__ИСХОДНЫЙ ФРАГМЕНТ__.
.....

Очень много за фестиваль прозвучало разных утопий и антиутопий. Драматурги придумывают новые неизвестные миры, обживают космос, то ли Марс, то ли Фейсбук. И на обсуждениях очень часто звучит «автор слышит слом языка», «автор фиксирует кризис речи». Это по-своему чувствует и использует каждый.
Оля, ты по образованию филолог, это тебе не мешает писать? Знание, как это все устроено, по каким законам существует, понимание структуры? Или наоборот, как говорит Павел Руднев, «сегодня каждый драматург должен быть театроведом». Нужна ли эта «профессиональная невинность»?
Я профессионально изучаю современную польскую драму, но не в ключе «эти пьесы хорошие, а эти плохие», я занимаюсь выявлением проблематики и тематики. А на самом деле, помогает. Я тоже сначала думала, что нужно определиться: или ты читаешь, или ты пишешь сама. Теперь считаю, что нужно все синтезировать и использовать в работе. Ты можешь делать намеренные ошибки, только когда знаешь, как делать правильно, а намеренные ошибки часто становятся приемами.

.....

__ПРЕДСТАВЛЕННЫЕ ДАННЫЕ__.
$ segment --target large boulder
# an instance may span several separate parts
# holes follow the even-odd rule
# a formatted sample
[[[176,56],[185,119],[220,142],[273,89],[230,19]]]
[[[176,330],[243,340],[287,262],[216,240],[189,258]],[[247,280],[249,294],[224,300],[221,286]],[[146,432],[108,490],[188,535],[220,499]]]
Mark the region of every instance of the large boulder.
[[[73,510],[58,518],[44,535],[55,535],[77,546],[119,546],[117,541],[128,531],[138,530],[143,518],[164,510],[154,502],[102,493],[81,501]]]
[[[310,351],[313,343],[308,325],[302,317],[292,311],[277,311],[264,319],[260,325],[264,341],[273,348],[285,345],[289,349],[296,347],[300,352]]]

.....

Воспроизведите без изменений часть исходного фрагмента от слов «Очень много за» до слов «и использует каждый.» включительно.

__РЕЗУЛЬТАТ ВЫПОЛНЕНИЯ__.
Очень много за фестиваль прозвучало разных утопий и антиутопий. Драматурги придумывают новые неизвестные миры, обживают космос, то ли Марс, то ли Фейсбук. И на обсуждениях очень часто звучит «автор слышит слом языка», «автор фиксирует кризис речи». Это по-своему чувствует и использует каждый.